▶ **Objective**:
Can you rewrite the items below, changing every "innermost point" to "central point" and leaving everything else as it is?

▶ **The data**:
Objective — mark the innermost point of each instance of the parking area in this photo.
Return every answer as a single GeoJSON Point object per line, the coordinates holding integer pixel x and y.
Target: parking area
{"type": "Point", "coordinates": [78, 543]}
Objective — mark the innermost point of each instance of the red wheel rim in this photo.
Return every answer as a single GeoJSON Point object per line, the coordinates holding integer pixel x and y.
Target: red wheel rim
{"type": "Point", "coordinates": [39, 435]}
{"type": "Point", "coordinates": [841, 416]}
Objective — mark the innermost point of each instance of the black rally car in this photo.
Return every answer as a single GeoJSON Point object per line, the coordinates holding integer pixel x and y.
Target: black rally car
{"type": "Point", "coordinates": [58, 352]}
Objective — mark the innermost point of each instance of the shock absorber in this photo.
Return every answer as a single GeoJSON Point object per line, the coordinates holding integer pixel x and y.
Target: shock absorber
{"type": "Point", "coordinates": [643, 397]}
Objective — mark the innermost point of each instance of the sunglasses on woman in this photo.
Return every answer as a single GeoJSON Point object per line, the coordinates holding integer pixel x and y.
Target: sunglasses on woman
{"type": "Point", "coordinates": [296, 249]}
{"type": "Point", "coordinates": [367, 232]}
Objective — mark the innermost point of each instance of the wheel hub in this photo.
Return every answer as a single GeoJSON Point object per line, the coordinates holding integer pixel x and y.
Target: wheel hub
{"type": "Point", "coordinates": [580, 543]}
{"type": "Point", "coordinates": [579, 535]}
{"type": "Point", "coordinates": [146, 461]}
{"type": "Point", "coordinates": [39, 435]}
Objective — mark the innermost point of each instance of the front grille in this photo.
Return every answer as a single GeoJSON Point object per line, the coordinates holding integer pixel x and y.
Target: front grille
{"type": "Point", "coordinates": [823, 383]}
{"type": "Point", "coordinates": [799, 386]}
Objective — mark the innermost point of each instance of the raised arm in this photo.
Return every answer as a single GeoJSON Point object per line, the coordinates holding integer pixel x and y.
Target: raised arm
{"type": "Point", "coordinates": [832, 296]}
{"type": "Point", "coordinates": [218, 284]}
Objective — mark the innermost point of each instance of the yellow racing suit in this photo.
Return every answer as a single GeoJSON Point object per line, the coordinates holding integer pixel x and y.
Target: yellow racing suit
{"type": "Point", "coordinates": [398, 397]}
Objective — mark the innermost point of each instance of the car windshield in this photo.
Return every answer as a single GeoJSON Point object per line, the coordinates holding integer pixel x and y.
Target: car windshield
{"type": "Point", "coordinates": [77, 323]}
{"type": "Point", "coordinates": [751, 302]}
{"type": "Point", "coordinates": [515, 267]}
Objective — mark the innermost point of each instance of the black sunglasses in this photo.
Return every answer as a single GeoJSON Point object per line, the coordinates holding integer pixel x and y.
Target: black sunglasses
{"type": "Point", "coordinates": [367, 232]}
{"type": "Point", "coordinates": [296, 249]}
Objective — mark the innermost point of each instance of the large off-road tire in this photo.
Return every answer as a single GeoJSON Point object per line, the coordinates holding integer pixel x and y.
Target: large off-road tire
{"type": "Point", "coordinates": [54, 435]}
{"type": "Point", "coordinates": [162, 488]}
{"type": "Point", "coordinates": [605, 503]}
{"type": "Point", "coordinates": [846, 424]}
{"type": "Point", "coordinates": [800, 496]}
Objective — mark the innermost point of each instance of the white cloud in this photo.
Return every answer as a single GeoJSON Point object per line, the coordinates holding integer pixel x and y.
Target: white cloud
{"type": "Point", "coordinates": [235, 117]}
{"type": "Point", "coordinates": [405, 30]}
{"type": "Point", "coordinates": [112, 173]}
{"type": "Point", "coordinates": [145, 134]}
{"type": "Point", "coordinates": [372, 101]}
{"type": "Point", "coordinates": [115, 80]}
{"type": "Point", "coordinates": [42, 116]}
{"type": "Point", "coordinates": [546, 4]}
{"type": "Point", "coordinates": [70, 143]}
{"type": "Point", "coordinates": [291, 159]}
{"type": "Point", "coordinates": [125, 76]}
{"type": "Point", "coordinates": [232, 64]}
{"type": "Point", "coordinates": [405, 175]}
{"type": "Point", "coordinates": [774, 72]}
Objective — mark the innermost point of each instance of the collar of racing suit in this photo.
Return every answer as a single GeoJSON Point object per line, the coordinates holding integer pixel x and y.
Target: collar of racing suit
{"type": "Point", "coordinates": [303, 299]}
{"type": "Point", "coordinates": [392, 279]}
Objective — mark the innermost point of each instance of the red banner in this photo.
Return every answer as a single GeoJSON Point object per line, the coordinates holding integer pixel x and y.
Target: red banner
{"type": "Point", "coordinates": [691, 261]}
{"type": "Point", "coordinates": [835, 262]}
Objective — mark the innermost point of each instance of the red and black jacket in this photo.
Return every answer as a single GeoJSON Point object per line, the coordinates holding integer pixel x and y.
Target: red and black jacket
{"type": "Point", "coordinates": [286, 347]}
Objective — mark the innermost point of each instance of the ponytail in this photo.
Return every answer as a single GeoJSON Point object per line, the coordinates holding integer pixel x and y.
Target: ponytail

▶ **Output of the task**:
Objective — mark the central point of each instance of the parking area in this photo.
Return every answer as a single GeoJSON Point object per line, the coordinates holding integer pixel x and y.
Target: parking area
{"type": "Point", "coordinates": [78, 543]}
Objective — mark the central point of each instance of the red wheel rim in this photo.
Return every answer as a single GeoJSON Point object per line, the coordinates holding integer pixel x and y.
Target: red wheel rim
{"type": "Point", "coordinates": [39, 435]}
{"type": "Point", "coordinates": [841, 416]}
Objective — mark the central point of each instance of the black rally car in this photo.
Return every answer as a single GeoJSON Point object per line, the coordinates holding integer pixel x and y.
Target: black rally car
{"type": "Point", "coordinates": [58, 352]}
Objective — mark the central point of each instance of the shock absorber in this photo.
Return every answer as a single GeoJSON Point object per line, the coordinates holding integer pixel x and y.
Target: shock absorber
{"type": "Point", "coordinates": [643, 397]}
Objective — mark the central point of each instance of the sunglasses on woman in this photo.
Return every answer as a single GeoJSON Point object per line, the coordinates holding integer pixel x and y.
Target: sunglasses on woman
{"type": "Point", "coordinates": [296, 249]}
{"type": "Point", "coordinates": [367, 232]}
Objective — mark the central point of each instance of the wheel hub in this photo.
Return every answer as a single GeoJSON Point object per line, the coordinates holding integer pixel x and y.
Target: wheel hub
{"type": "Point", "coordinates": [580, 543]}
{"type": "Point", "coordinates": [579, 535]}
{"type": "Point", "coordinates": [146, 461]}
{"type": "Point", "coordinates": [39, 435]}
Objective — mark the central point of each instance of the front grille in this photo.
Return every answer as a single GeoJSON Point object per line, the coordinates holding integer pixel x and y.
Target: front grille
{"type": "Point", "coordinates": [823, 383]}
{"type": "Point", "coordinates": [799, 386]}
Objective — mark the central point of each instance of the raised arm in this photo.
Return every answer as a single GeoJSON Point object per line, the coordinates holding integer pixel x and y.
Target: raised arm
{"type": "Point", "coordinates": [832, 296]}
{"type": "Point", "coordinates": [218, 284]}
Objective — mark the central point of each instance of the yellow racing suit in this photo.
Return every answer as a single GeoJSON Point object per line, the coordinates holding integer pixel x and y.
Target: yellow racing suit
{"type": "Point", "coordinates": [398, 397]}
Objective — mark the central point of each instance of the car windshield in this photo.
Return every answer as a single GeoJSON Point object per line, the coordinates holding integer pixel x and y.
Target: car windshield
{"type": "Point", "coordinates": [77, 323]}
{"type": "Point", "coordinates": [751, 302]}
{"type": "Point", "coordinates": [515, 267]}
Objective — mark the central point of each instance of the black sunglasses in this photo.
Return every answer as a single GeoJSON Point object per line, the coordinates holding integer pixel x and y.
Target: black sunglasses
{"type": "Point", "coordinates": [367, 232]}
{"type": "Point", "coordinates": [296, 249]}
Objective — mark the central point of each instance of the large off-road tire in this photo.
Return every answer as a single GeoJSON Point object per line, the coordinates holding integer pixel x and y.
Target: large off-road tire
{"type": "Point", "coordinates": [54, 435]}
{"type": "Point", "coordinates": [162, 488]}
{"type": "Point", "coordinates": [605, 503]}
{"type": "Point", "coordinates": [846, 424]}
{"type": "Point", "coordinates": [800, 496]}
Objective — mark the central point of each instance of the white cloud in this photo.
Return every answer as a single GeoJSON Point object per line, the coordinates holding integer pixel x and y.
Target: white cloud
{"type": "Point", "coordinates": [235, 117]}
{"type": "Point", "coordinates": [405, 30]}
{"type": "Point", "coordinates": [112, 173]}
{"type": "Point", "coordinates": [145, 134]}
{"type": "Point", "coordinates": [372, 101]}
{"type": "Point", "coordinates": [115, 80]}
{"type": "Point", "coordinates": [42, 116]}
{"type": "Point", "coordinates": [546, 4]}
{"type": "Point", "coordinates": [70, 143]}
{"type": "Point", "coordinates": [291, 159]}
{"type": "Point", "coordinates": [125, 76]}
{"type": "Point", "coordinates": [232, 64]}
{"type": "Point", "coordinates": [405, 175]}
{"type": "Point", "coordinates": [774, 72]}
Objective — mark the central point of each instance of the collar of racing suit in this photo.
Return every answer as a single GeoJSON Point object per line, the coordinates holding integer pixel x and y.
Target: collar of racing suit
{"type": "Point", "coordinates": [303, 299]}
{"type": "Point", "coordinates": [392, 279]}
Objective — mark the central point of each instance of the red banner in this photo.
Return every answer as a single GeoJSON Point object per line, the coordinates holding integer pixel x and y.
Target: red banner
{"type": "Point", "coordinates": [691, 261]}
{"type": "Point", "coordinates": [835, 262]}
Objective — mark the central point of each instance of the red and black jacket in this photo.
Return every answer as a single GeoJSON Point object per line, the coordinates holding integer pixel x and y.
Target: red and black jacket
{"type": "Point", "coordinates": [286, 347]}
Objective — mark the central point of each instance of the ponytail in this photo.
Return every answer as a single GeoJSON Point object per line, the coordinates holding integer pixel x and y.
Target: ponytail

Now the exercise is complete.